» **Exercise aim**: Write the next part of the passage on screening L-Trp hyperproducing strains with a biosensor, picking up after its final sentence.

» **Supplied text**:
+ + + +
Screening L-Trp hyperproducing strains using an intracellular L-Trp biosensor
The biosensor is a small-molecule inducible system that produces a fluorescent readout proportional to the amount of product inside of the cell. Here, we used a previously characterized L-trp biosensor (Fig. 1a and Fig. S1). To test the applicability of this biosensor, we introduced it into E. coli DH5α and induced GFPmut2 expression by adding different concentrations of the Ala-Trp dipeptide in vitro. The results showed that there was a good linear relationship between the Ala-Trp concentration and the fluorescence intensity when the dipeptide concentration was less than 2 mM (Fig. S2). In addition, a clear difference in fluorescence intensity was observed in DH5α carrying the L-trp biosensor with and without the addition of Ala-Trp (Fig. S3). These results indicated that the sensor system was capable of reflecting the difference in L-trp concentration by altered fluorescence intensity. Furthermore, to confirm the feasibility of using the L-trp biosensor response to measure intracellular L-trp, we next investigated whether the biosensor could distinguish strains with different L-trp production capacities via different fluorescence signals. The L-trp sensor plasmid was introduced into the strains TPD1, TPD2, TPD3 and TPD4 with increased L-trp productivity (Table S1). As shown in Fig. S4, with the increased titer of L-trp from TPD1 to TPD4, there was an obvious increase in specific GFP fluorescence in the same order. Therefore, the L-trp biosensor showed a good correlation between L-trp concentration and fluorescence intensity, both when L-trp was added at different concentrations in vitro and in strains with different L-trp production capacities, suggesting that this device could be used as a screening platform for selecting L-trp hyperproducing strains.
To establish a high-throughput screening technique, we introduced the L-trp sensor into E. coli TPD4, which was obtained by deleting trpR and overexpressing the trpEDCBA operon, along with the aroG and ppsA genes in E. coli KW. To obtain an L-trp hyperproducing strain, a random mutagenesis library of the TPD4 strain was constructed using exposure to atmospheric and room-temperature plasma (ARTP) for 16 s (Fig. S5). In the control group, colonies without ARTP treatment were cultured under the same conditions for comparison. After ARTP mutagenesis and FACS screening, two mutant strains were finally selected from a library of 2×105 clones. The isolated strains were cultured in fermentation medium and the L-trp concentrations were determined by HPLC. Strains TPD5 and TPD6 showed similar growth characteristics (Fig. 1b), but respectively produced 3.08 and 1.46 times more L-trp than the parental strain TPD4 (Fig. 1c). In addition, FACS spectrograms of TPD4 and TPD5 showing effective separation of the strains confirmed the functionality of the L-trp biosensor (Fig. 1d), which was consistent with their L-trp production. Using this approach, we successfully increased L-trp biosynthesis to a titer of 2.01 g/L and a yield of 0.124 g/g.
+ + + +
(Stored dataset items)
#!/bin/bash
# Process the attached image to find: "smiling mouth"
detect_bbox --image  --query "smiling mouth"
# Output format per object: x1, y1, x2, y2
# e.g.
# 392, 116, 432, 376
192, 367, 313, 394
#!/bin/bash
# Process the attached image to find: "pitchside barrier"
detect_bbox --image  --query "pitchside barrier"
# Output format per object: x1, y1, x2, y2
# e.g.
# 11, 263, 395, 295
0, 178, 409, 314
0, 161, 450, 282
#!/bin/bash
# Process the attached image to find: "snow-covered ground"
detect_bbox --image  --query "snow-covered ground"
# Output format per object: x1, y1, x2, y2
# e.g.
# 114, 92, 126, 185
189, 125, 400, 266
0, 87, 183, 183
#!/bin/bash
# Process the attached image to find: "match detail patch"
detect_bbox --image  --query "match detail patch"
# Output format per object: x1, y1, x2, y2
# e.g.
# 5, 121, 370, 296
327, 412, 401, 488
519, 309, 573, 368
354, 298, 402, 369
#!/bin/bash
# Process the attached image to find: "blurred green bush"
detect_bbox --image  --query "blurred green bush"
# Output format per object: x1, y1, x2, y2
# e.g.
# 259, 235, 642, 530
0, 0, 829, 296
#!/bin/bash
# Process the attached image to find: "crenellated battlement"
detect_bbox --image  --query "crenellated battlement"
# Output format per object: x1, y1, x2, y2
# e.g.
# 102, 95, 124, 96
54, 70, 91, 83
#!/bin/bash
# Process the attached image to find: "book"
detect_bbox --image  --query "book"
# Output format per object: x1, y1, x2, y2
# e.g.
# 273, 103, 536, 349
+ + + +
» **Your response**:
Identification of genetic changes in strain TPD5 by whole-genome sequencing and identification of mutations beneficial for L-Trp overproduction
Whole-genome re-sequencing technology enables the complete characterization of mutant genomes and facilitates the identification of relevant mutations for different phenotypes. Compared with the parental strain TPD4, the screened E. coli TPD5 exhibited a 3.08-fold increase of L-trp titer, which greatly improved the L-trp productivity. To determine the genetic basis of the strain’s L-trp overproduction phenotype, the whole genome of stain TPD5 was sequenced and re-annotated (see Supplementary Table S3). Combined with mutations found in gaps, a total of 38 mutations were identified across the genome of TPD5, encompassing 3 insertions, 5 deletions, and 23 substitutions. A total of 29 mutations were located within ORFs and 9 in non-ORF regions (Supplementary Tables S4 and S5). Among these mutations, only a small number affected loci with annotated functions related to the L-trp biosynthesis pathway. These include mlc (deletion) related to the phosphotransferase transport system (PTS), AcnA (S522G) in the TCA cycle, as well as AroG (S211F), TrpE (A63V) and tnaA (deletion) in the L-trp biosynthesis pathway. Some mutations were thought to occupy sites of interest that may be correlated with the strain’s phenotype. For example, FlhD (V84F), encoding a flagellar transcriptional regulator, and AcrR (D139N), encoding a HTH-type transcriptional regulator, both of which are involved in the transcriptional regulation of several flagellar operons and modulate swimming motility, and therefore might be responsible for the physiological changes in the cell.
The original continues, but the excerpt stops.